*Data shown*
[start]

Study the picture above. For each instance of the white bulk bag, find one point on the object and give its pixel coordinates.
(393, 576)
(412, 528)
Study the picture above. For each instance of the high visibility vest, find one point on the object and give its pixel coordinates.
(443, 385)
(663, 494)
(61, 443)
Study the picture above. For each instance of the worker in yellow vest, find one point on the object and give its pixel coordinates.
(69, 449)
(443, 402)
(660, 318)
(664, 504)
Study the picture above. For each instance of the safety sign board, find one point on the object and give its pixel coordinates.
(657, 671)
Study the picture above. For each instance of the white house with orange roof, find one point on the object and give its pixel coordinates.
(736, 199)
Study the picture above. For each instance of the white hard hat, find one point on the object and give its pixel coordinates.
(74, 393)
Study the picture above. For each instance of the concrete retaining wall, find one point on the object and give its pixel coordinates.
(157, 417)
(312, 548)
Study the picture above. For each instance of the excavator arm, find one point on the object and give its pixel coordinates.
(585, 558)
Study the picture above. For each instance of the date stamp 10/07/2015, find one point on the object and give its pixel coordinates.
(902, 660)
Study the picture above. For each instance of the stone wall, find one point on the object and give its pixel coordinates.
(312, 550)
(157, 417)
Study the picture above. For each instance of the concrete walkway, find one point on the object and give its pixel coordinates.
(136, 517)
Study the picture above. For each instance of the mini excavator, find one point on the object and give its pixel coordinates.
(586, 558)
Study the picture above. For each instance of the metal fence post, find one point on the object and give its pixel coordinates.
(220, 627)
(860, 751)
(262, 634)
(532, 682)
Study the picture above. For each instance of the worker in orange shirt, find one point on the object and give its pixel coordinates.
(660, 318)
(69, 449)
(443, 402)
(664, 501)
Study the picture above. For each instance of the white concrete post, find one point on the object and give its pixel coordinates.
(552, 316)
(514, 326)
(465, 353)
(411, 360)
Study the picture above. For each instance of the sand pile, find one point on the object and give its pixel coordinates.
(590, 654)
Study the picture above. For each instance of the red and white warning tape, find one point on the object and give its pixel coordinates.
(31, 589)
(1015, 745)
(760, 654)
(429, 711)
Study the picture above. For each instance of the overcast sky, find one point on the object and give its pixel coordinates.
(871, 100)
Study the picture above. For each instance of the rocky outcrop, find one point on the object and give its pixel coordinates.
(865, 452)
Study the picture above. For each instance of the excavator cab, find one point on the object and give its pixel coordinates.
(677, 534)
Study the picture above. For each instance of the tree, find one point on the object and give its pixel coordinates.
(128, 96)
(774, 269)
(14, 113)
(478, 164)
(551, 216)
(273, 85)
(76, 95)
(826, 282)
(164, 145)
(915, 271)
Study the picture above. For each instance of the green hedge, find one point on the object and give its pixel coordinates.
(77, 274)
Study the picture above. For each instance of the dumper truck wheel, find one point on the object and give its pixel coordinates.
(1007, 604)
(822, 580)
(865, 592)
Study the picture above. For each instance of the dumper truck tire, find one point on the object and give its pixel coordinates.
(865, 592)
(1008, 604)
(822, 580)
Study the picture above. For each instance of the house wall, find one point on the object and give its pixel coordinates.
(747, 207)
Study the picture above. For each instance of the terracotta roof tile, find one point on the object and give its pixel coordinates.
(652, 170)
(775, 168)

[end]

*What you need to do*
Reproduce word for word the records from the line containing "Study the picture above. For each instance of the terracotta" through the last line.

*Worked solution*
Study the picture above. For each instance of the terracotta roof tile, find one point on the object and give its pixel coordinates.
(652, 170)
(775, 168)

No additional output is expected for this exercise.